„Unsere Perspektive ist einmalig und wird gebraucht“

NGOs
BRAC zählt zu den größten nichtstaatlichen Hilfsorganisationen der Welt. Im Jahr 2023 hatte die 1972 in Bangladesch gegründete Organisation Einkünfte in Höhe von 1,15 Milliarden US-Dollar. BRAC arbeitet in zwölf Ländern in Afrika und Asien vor allem in den Bereichen Mikrofinanzierung, Gesundheitsversorgung, Bildung und Ernährungssicherung. Mit dem neuen Zweig BRAC Europe kommt die Organisation jetzt auch auf den entwicklungspolitischen Markt in Deutschland. Divya Bajpai von BRAC Europe erläutert die Gründe und verteidigt Mikrokredite als Mittel gegen Armut.

- **Aufgabenliste**
1 - Beantworte anhand des Textes über BRAC:
(a) In welchem Jahr und in welchem Land wurde BRAC gegründet?
(b) Wie hoch waren die Einkünfte der Organisation im Jahr 2023?
(c) In wie vielen Ländern arbeitet BRAC?
2 - Schreibe die Zeilen der Einträge vom Anfang der Einträge bis einschließlich der Zeile mit „box: [299, 402, 384, 489]“ Wort für Wort ab. Lass die Bilder dabei weg.
Der Text und die Einträge stammen aus unterschiedlichen Quellen.

- **Ausgangsmaterial**
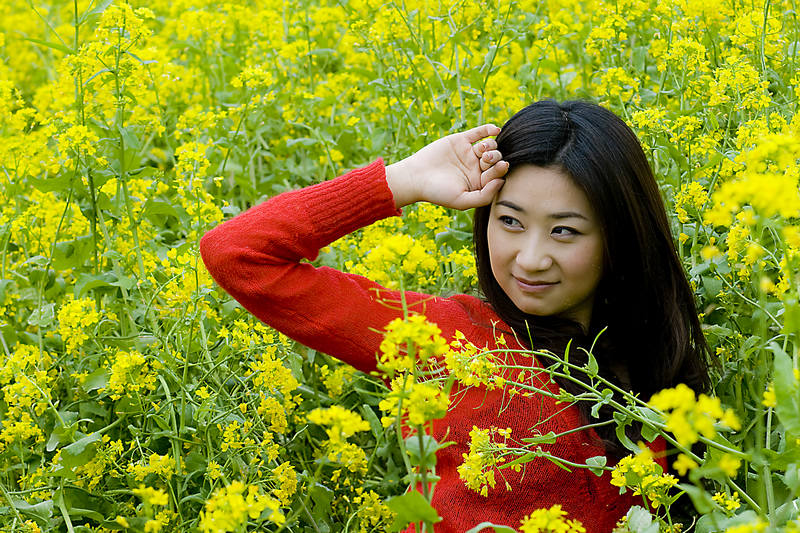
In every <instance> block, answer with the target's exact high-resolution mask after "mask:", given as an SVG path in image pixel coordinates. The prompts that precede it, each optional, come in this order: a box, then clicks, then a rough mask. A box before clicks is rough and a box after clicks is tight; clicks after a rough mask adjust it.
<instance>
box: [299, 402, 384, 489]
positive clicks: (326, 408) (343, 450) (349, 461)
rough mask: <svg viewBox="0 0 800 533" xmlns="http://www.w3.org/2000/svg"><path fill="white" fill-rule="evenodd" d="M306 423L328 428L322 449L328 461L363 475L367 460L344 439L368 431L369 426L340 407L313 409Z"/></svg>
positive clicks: (365, 421) (350, 443)
mask: <svg viewBox="0 0 800 533" xmlns="http://www.w3.org/2000/svg"><path fill="white" fill-rule="evenodd" d="M308 421H309V422H311V423H313V424H319V425H322V426H328V427H327V429H326V430H325V432H326V433H327V435H328V440H326V441H324V442H323V448H324V450H325V454H326V456H327V458H328V460H330V461H332V462H335V463H340V464H342V465H343V466H345V467H346V468H347V469H348V470H349V471H350V472H358V473H362V474H363V473H364V472H365V471H366V468H367V458H366V454H365V453H364V450H362V449H361V448H359V447H358V446H356V445H355V444H353V443H350V442H347V441H346V439H347V438H348V437H351V436H353V435H355V434H356V433H359V432H362V431H369V429H370V427H369V424H368V423H367V422H366V421H365V420H364V419H363V418H361V416H359V415H358V414H356V413H354V412H352V411H349V410H347V409H345V408H343V407H341V406H338V405H334V406H331V407H329V408H324V409H323V408H319V409H314V410H313V411H311V412H310V413H308Z"/></svg>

- **Lösungen**
1 -
(a) 1972 in Bangladesch
(b) 1,15 Milliarden US-Dollar
(c) In zwölf Ländern

2 -
In every <instance> block, answer with the target's exact high-resolution mask after "mask:", given as an SVG path in image pixel coordinates. The prompts that precede it, each optional, come in this order: a box, then clicks, then a rough mask. A box before clicks is rough and a box after clicks is tight; clicks after a rough mask adjust it.
<instance>
box: [299, 402, 384, 489]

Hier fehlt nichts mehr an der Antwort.